* _WHAT YOU WILL DO_
With the pictures left out, write out exactly the lines from the one containing "Practice step: identify the black" through the end.

— START EXERCISE MATERIALS —

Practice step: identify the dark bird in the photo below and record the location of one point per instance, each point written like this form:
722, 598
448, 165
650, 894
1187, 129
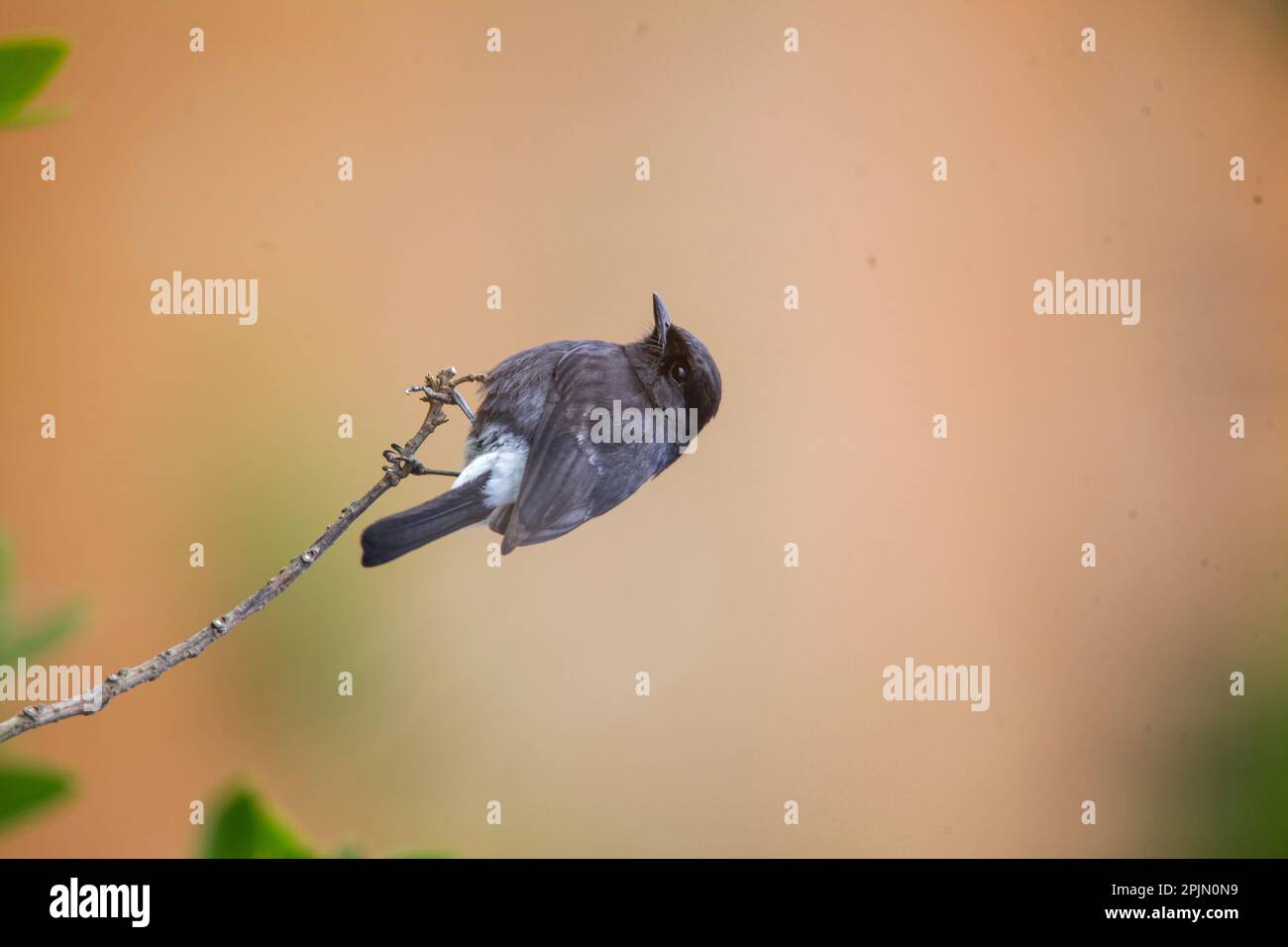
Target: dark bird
566, 432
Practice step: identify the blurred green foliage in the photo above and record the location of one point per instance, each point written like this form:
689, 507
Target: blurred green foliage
26, 65
1237, 774
40, 634
245, 827
26, 789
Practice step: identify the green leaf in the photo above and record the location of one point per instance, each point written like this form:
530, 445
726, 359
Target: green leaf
26, 65
26, 789
47, 633
244, 827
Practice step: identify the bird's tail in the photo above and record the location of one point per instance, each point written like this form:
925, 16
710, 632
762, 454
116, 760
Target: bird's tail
393, 536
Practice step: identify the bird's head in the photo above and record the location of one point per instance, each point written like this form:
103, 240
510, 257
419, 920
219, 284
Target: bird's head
677, 367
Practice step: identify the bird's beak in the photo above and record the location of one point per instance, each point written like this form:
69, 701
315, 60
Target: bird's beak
661, 320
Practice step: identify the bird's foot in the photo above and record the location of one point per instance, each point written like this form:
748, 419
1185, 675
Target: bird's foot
442, 386
399, 466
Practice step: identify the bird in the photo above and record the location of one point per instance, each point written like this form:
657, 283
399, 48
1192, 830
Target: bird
542, 455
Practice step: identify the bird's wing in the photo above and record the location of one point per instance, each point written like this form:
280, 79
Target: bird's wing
563, 479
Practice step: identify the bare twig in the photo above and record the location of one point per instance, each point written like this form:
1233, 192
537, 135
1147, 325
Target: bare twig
438, 390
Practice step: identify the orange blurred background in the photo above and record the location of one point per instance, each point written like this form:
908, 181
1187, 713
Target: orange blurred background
768, 169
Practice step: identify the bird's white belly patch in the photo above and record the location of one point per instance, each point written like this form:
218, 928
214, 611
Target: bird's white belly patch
505, 463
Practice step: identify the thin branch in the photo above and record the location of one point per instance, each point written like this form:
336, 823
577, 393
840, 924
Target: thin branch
438, 390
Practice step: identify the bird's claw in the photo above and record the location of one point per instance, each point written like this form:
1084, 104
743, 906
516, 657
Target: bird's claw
400, 464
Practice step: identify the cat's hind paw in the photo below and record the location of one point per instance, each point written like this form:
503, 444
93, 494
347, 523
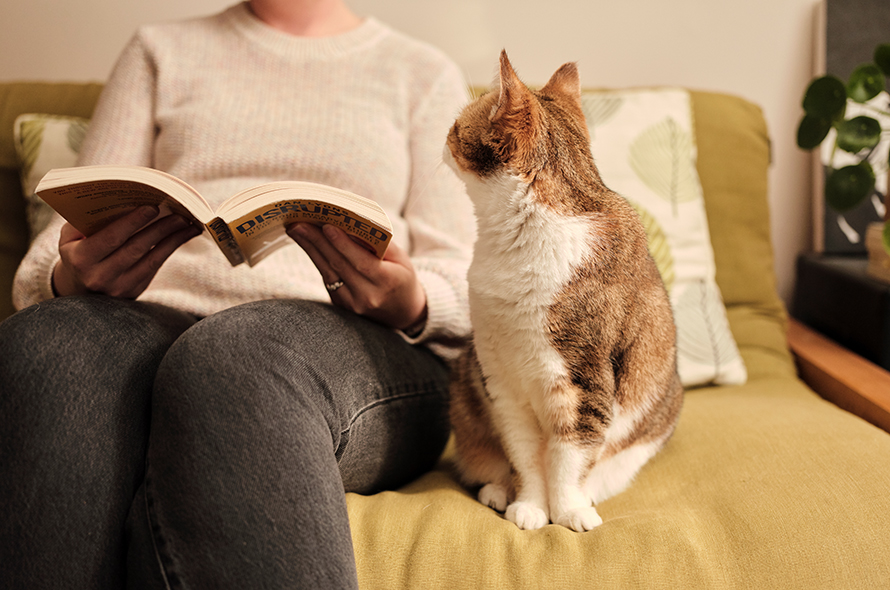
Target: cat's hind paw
580, 519
526, 516
494, 496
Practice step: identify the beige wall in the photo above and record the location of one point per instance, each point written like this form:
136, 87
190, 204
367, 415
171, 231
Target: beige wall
758, 49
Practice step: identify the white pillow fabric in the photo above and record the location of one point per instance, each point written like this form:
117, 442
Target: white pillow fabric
44, 142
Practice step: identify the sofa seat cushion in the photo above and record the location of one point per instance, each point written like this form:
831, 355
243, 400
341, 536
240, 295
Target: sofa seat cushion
763, 486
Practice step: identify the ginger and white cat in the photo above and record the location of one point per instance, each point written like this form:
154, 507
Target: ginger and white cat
571, 382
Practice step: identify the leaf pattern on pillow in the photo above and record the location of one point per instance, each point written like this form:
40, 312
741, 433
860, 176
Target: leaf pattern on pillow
702, 341
77, 131
31, 138
658, 245
661, 156
44, 142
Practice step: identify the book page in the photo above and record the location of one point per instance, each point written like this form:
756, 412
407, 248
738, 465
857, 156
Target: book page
91, 206
262, 231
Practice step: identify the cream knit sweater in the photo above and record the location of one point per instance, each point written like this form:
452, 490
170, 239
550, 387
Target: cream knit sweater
226, 102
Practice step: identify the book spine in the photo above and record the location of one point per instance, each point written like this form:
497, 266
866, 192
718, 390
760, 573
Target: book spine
222, 235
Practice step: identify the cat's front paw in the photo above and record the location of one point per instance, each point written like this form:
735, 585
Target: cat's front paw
494, 496
580, 519
526, 516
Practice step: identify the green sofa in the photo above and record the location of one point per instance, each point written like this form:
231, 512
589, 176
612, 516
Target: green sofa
764, 485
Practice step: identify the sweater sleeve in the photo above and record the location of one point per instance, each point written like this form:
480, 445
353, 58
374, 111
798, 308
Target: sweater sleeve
440, 216
121, 131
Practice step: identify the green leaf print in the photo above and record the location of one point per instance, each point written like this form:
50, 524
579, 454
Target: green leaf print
76, 132
658, 245
661, 156
698, 313
30, 136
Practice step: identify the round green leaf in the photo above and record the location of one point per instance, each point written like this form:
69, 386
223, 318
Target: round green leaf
847, 187
866, 82
825, 98
857, 134
811, 131
882, 58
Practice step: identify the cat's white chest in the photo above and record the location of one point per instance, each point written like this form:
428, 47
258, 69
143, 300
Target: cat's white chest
522, 262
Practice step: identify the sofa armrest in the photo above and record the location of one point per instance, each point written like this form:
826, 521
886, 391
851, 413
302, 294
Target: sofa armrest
840, 376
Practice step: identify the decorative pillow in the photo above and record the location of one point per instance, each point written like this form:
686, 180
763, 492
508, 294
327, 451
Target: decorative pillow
644, 145
44, 142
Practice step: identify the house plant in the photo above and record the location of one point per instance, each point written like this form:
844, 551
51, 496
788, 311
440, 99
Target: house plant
852, 118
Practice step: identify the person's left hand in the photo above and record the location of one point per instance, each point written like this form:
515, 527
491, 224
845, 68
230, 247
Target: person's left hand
386, 290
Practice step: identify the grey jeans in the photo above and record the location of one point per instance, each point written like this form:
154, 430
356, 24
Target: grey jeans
142, 447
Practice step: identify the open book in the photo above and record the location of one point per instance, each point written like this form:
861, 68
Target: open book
247, 227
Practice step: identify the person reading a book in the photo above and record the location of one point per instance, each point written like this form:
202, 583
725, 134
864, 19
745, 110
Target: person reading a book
171, 420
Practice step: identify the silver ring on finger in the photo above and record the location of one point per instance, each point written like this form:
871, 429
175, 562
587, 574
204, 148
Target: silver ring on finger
331, 287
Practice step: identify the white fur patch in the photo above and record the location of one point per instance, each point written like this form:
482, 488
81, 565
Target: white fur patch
613, 475
525, 254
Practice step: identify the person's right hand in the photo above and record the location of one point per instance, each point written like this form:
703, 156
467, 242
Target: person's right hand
121, 259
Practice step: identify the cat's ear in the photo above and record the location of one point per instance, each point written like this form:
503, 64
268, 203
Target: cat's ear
565, 80
515, 101
515, 119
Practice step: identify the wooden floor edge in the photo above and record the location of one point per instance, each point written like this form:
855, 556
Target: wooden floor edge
840, 376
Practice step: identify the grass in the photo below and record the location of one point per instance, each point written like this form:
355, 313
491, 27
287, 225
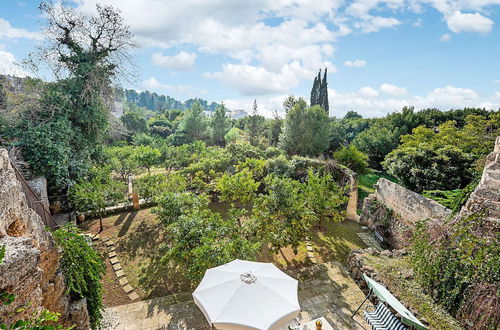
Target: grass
397, 276
336, 240
368, 180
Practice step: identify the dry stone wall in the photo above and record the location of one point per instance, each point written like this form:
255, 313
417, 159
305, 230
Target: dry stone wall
486, 196
30, 269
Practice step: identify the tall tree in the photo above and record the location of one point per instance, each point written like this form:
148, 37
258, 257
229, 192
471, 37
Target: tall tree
319, 91
323, 97
254, 125
70, 122
219, 125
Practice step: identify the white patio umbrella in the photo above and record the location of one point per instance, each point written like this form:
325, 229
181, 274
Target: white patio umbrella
247, 295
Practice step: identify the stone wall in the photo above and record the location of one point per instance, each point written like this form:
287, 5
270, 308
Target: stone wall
486, 196
30, 269
398, 208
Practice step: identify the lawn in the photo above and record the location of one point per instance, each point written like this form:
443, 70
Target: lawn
138, 234
367, 181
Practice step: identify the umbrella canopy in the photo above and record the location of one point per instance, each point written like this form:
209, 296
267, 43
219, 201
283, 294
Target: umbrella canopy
384, 295
247, 295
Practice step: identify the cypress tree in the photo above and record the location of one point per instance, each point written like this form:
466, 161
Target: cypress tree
323, 99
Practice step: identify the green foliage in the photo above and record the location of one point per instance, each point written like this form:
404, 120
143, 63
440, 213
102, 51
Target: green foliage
219, 126
352, 158
83, 269
239, 187
280, 166
306, 131
39, 322
234, 135
134, 122
451, 259
122, 160
281, 215
150, 186
96, 193
427, 167
147, 157
194, 124
201, 239
324, 198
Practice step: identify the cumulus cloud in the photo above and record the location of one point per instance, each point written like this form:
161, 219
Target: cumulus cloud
355, 63
392, 89
182, 61
7, 31
9, 66
368, 91
445, 37
459, 22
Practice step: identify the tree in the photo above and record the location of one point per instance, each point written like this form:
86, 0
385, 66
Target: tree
274, 129
254, 125
281, 214
83, 269
219, 125
324, 198
351, 157
306, 131
428, 168
319, 92
86, 54
240, 187
134, 122
122, 160
147, 156
194, 124
96, 193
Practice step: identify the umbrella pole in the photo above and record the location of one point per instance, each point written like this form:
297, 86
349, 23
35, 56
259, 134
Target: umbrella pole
352, 316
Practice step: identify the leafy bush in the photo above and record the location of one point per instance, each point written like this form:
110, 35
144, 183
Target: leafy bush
237, 187
430, 168
83, 269
455, 262
152, 185
351, 157
279, 166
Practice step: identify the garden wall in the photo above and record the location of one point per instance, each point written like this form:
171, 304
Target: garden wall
398, 208
486, 196
30, 268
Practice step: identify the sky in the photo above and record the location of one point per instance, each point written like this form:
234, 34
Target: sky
380, 55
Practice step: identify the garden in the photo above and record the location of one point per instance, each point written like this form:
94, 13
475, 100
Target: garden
212, 205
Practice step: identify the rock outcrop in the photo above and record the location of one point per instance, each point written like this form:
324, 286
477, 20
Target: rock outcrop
30, 269
486, 196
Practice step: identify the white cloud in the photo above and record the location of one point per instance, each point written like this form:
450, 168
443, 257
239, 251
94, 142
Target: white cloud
355, 63
368, 91
183, 61
445, 37
459, 22
9, 66
392, 89
255, 80
7, 31
153, 84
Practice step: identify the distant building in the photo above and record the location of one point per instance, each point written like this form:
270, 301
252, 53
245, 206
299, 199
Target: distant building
237, 114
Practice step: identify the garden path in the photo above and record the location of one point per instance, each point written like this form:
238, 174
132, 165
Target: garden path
324, 290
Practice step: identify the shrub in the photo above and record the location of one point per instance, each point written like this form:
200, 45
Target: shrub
455, 262
351, 157
279, 166
83, 269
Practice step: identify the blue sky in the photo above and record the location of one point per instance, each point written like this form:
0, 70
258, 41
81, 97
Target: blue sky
381, 55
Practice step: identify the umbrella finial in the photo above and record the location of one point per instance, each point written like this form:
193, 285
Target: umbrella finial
248, 277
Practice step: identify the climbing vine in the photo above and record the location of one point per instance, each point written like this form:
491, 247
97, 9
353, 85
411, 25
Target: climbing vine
83, 269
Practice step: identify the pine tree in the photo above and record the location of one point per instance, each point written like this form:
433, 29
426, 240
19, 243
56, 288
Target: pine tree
323, 99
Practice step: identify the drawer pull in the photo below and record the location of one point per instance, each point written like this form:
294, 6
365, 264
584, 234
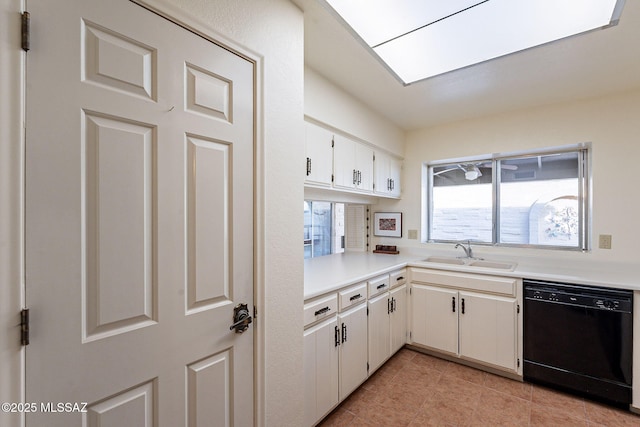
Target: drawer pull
322, 311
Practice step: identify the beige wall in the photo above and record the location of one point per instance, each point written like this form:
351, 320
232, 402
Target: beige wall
273, 31
610, 123
11, 155
327, 103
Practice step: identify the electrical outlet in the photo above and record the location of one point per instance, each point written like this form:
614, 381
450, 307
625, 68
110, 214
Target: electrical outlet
604, 241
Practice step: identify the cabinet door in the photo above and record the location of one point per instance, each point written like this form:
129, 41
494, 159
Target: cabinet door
434, 318
364, 166
353, 349
319, 152
379, 331
398, 317
320, 367
344, 163
488, 329
395, 172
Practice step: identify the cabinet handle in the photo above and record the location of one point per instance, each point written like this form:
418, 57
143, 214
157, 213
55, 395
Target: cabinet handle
322, 311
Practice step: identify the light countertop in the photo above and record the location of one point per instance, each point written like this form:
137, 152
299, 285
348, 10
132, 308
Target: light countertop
332, 272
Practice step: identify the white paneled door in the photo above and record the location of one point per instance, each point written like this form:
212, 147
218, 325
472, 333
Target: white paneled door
139, 220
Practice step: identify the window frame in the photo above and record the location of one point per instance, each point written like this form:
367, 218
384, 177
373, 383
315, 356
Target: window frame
584, 194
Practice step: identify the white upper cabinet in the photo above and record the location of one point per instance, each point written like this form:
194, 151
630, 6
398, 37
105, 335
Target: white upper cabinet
352, 164
342, 163
319, 153
387, 175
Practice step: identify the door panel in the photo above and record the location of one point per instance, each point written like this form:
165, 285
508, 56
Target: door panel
353, 349
435, 317
379, 330
398, 318
488, 329
139, 219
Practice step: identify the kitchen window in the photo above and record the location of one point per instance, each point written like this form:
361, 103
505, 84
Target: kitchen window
532, 199
323, 228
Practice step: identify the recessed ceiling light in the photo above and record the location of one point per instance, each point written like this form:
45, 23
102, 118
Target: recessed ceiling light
418, 39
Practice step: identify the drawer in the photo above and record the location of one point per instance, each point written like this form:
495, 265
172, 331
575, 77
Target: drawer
397, 278
320, 309
462, 281
352, 296
378, 285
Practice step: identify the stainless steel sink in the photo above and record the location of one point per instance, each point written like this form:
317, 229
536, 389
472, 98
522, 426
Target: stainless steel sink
446, 260
472, 262
493, 264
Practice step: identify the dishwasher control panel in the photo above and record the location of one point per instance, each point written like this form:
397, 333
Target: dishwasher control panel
582, 296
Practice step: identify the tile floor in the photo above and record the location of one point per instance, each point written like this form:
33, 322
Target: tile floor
414, 389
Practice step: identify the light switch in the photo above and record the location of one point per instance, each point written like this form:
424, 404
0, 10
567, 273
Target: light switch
604, 241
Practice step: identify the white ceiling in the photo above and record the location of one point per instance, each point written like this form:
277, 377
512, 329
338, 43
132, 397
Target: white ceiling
585, 66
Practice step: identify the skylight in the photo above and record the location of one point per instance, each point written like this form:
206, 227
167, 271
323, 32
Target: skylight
418, 39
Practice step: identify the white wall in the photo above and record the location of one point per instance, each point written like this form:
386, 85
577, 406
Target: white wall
611, 123
273, 31
11, 154
325, 102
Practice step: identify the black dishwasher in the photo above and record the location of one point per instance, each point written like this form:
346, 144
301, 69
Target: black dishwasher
579, 338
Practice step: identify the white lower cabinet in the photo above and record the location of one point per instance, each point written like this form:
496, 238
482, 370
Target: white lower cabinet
477, 321
387, 317
335, 351
488, 329
320, 368
379, 343
353, 349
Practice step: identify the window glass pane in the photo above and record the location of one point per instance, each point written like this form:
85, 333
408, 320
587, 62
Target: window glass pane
539, 200
323, 228
462, 197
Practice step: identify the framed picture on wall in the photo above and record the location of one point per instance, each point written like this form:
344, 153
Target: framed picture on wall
387, 224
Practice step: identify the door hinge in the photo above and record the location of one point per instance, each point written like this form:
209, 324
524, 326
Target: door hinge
26, 20
24, 326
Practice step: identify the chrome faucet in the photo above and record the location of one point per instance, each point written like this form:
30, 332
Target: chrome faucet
467, 249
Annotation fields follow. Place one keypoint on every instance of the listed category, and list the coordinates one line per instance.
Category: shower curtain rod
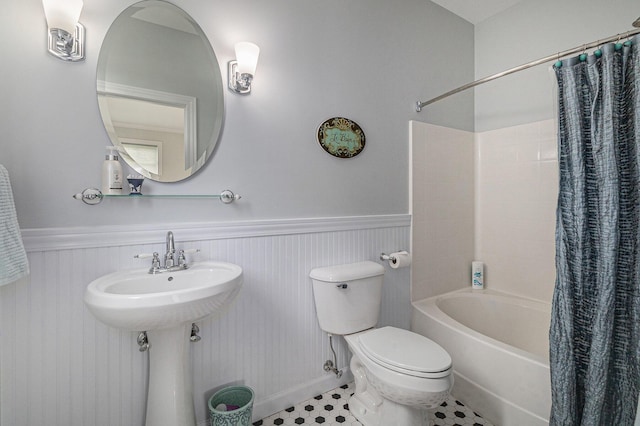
(555, 56)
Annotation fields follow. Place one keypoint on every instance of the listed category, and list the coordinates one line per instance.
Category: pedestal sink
(165, 305)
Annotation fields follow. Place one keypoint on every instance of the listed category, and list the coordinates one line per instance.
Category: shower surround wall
(63, 367)
(509, 223)
(516, 196)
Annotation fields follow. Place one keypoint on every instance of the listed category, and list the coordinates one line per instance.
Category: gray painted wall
(368, 60)
(531, 30)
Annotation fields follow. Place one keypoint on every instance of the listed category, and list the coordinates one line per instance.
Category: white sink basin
(138, 301)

— END EXERCISE MATERIALS —

* _TASK SOLUTION_
Practice step: identify the black dishwasher in the photo above and record the location of one point per instance, each point written like this form:
346, 144
301, 69
Target: black dishwasher
579, 338
Practice step: identify the white lower cabinet in the photo above and record the location of one point per instance, each point written like this form:
496, 238
482, 370
Target: white lower cabinet
477, 321
387, 317
335, 351
488, 329
320, 368
379, 343
353, 349
Practice step: identify the window glass pane in the photo above and record the location of one point per instance, each point written like this form:
85, 333
408, 320
587, 62
Target: window glass pane
539, 200
323, 228
462, 197
Practice step: identify the framed picture on wall in the photo above and record the location of one point per instance, each point written like this form:
344, 153
Target: framed picture on wall
387, 224
Practice step: identify the door hinge in the photo above and record the location of one point per instance, each point written like this form:
209, 324
524, 326
Target: door hinge
26, 20
24, 326
Practice step: identify the chrome faucet in the photo above and record the location of one point per instance, each point written like this form:
30, 332
Target: chrome faucet
467, 249
Annotation fields follow. Place one keypoint on every instance of the listed category, and list the coordinates one line per instance.
Category: shower curtain rod
(555, 56)
Annotation fields follow. Place one keypoint on every instance of the listed category, and list the coordinates one line per instance.
Category: pedestal sink
(165, 305)
Annotation fields follow. Place one keypoint on every instance of the listed category, and list the coordinates one line per instance.
Category: shower surround wall
(63, 367)
(509, 223)
(516, 196)
Annotation fields follow. Place one keypoint on every instance of the listed category, and list the coordinates one line per instance.
Category: gray painted wall
(368, 60)
(531, 30)
Annotation fields follow. Place one keypoint on every instance of the listed category, and list the coordinates one line per instance.
Category: white sink basin
(138, 301)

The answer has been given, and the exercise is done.